Named object pointing entries
======
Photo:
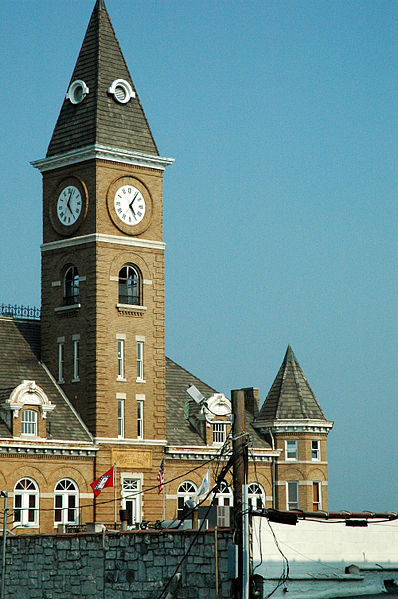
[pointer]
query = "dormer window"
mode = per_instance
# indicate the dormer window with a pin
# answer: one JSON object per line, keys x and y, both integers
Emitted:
{"x": 130, "y": 286}
{"x": 29, "y": 423}
{"x": 219, "y": 432}
{"x": 71, "y": 286}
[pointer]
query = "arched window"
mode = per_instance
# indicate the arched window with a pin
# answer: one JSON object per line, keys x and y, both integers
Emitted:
{"x": 66, "y": 502}
{"x": 29, "y": 423}
{"x": 71, "y": 286}
{"x": 224, "y": 495}
{"x": 26, "y": 502}
{"x": 131, "y": 499}
{"x": 130, "y": 286}
{"x": 186, "y": 490}
{"x": 256, "y": 496}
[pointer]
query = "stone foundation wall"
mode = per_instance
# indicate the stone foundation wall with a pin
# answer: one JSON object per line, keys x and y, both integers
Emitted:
{"x": 116, "y": 565}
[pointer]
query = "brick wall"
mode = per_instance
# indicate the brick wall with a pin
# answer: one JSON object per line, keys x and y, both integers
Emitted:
{"x": 116, "y": 566}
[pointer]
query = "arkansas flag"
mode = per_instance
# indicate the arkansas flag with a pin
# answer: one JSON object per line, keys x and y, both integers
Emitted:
{"x": 106, "y": 480}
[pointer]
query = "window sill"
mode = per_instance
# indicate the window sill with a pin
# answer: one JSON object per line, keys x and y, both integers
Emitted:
{"x": 131, "y": 310}
{"x": 68, "y": 308}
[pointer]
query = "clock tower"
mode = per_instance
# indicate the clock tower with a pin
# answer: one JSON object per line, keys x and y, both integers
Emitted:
{"x": 103, "y": 257}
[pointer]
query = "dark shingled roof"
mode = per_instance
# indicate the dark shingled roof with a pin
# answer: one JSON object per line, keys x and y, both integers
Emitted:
{"x": 99, "y": 118}
{"x": 290, "y": 396}
{"x": 178, "y": 429}
{"x": 19, "y": 360}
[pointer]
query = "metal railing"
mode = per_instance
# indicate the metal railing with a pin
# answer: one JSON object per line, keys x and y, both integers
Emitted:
{"x": 15, "y": 311}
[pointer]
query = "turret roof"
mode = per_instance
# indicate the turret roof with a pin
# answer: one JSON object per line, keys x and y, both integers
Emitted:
{"x": 290, "y": 396}
{"x": 99, "y": 118}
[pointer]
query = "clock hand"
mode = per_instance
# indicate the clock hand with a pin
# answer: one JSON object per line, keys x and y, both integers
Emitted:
{"x": 68, "y": 202}
{"x": 131, "y": 204}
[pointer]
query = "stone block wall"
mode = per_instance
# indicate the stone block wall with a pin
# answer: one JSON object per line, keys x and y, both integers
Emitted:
{"x": 116, "y": 565}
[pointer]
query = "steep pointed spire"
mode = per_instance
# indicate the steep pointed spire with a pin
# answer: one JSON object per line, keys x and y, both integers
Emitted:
{"x": 290, "y": 396}
{"x": 99, "y": 118}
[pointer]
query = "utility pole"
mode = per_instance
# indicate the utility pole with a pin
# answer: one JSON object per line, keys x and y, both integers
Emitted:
{"x": 240, "y": 475}
{"x": 3, "y": 554}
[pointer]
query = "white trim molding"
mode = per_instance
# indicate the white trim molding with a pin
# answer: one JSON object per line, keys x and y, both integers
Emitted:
{"x": 102, "y": 238}
{"x": 302, "y": 425}
{"x": 99, "y": 151}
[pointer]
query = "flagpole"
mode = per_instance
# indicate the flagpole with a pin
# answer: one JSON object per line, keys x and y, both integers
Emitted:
{"x": 164, "y": 503}
{"x": 114, "y": 488}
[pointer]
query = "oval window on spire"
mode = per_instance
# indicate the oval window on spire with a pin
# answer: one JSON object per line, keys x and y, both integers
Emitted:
{"x": 77, "y": 91}
{"x": 121, "y": 90}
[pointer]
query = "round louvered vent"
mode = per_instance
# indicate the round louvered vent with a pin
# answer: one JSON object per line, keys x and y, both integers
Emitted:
{"x": 121, "y": 91}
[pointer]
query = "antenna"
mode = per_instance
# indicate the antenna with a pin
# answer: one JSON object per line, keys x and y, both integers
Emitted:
{"x": 195, "y": 394}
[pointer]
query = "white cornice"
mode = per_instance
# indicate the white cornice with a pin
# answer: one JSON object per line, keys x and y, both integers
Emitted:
{"x": 117, "y": 441}
{"x": 301, "y": 425}
{"x": 100, "y": 237}
{"x": 101, "y": 152}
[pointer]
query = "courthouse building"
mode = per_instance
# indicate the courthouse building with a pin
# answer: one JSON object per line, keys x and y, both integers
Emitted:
{"x": 86, "y": 385}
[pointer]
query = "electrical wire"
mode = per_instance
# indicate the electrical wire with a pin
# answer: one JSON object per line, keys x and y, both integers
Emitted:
{"x": 220, "y": 478}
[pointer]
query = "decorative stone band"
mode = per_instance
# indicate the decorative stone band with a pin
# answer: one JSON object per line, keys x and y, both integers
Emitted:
{"x": 205, "y": 453}
{"x": 45, "y": 449}
{"x": 100, "y": 151}
{"x": 304, "y": 425}
{"x": 102, "y": 238}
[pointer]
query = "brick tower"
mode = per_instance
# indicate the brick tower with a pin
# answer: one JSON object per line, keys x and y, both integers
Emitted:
{"x": 103, "y": 258}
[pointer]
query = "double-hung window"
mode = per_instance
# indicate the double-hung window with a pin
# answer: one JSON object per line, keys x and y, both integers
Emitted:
{"x": 291, "y": 449}
{"x": 140, "y": 419}
{"x": 219, "y": 432}
{"x": 316, "y": 496}
{"x": 120, "y": 358}
{"x": 120, "y": 418}
{"x": 140, "y": 361}
{"x": 315, "y": 451}
{"x": 76, "y": 357}
{"x": 26, "y": 503}
{"x": 292, "y": 495}
{"x": 61, "y": 359}
{"x": 66, "y": 502}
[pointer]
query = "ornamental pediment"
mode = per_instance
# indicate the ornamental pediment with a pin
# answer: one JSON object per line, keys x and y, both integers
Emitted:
{"x": 28, "y": 393}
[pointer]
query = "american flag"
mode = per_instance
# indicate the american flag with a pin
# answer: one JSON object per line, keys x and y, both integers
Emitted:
{"x": 161, "y": 476}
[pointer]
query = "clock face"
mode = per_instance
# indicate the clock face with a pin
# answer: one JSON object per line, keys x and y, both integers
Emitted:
{"x": 69, "y": 205}
{"x": 129, "y": 205}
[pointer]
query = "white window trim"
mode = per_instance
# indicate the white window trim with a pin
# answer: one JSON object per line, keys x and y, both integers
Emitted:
{"x": 120, "y": 419}
{"x": 287, "y": 494}
{"x": 223, "y": 432}
{"x": 286, "y": 450}
{"x": 25, "y": 508}
{"x": 318, "y": 450}
{"x": 33, "y": 422}
{"x": 319, "y": 483}
{"x": 140, "y": 420}
{"x": 64, "y": 509}
{"x": 140, "y": 362}
{"x": 120, "y": 361}
{"x": 61, "y": 359}
{"x": 140, "y": 478}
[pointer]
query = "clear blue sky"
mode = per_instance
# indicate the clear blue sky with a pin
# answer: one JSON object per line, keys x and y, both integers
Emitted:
{"x": 281, "y": 207}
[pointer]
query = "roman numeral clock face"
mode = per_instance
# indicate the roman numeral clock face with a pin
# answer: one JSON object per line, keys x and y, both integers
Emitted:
{"x": 129, "y": 205}
{"x": 69, "y": 205}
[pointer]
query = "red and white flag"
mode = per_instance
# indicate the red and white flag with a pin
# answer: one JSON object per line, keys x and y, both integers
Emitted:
{"x": 160, "y": 478}
{"x": 106, "y": 480}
======
■ Work to complete ■
Identify every line in the listing that contains the word "decorative", and copy each of those lines. Case counts.

■ Output of the task ■
query = "decorative stone band"
# indicate the decorative stone band with a pin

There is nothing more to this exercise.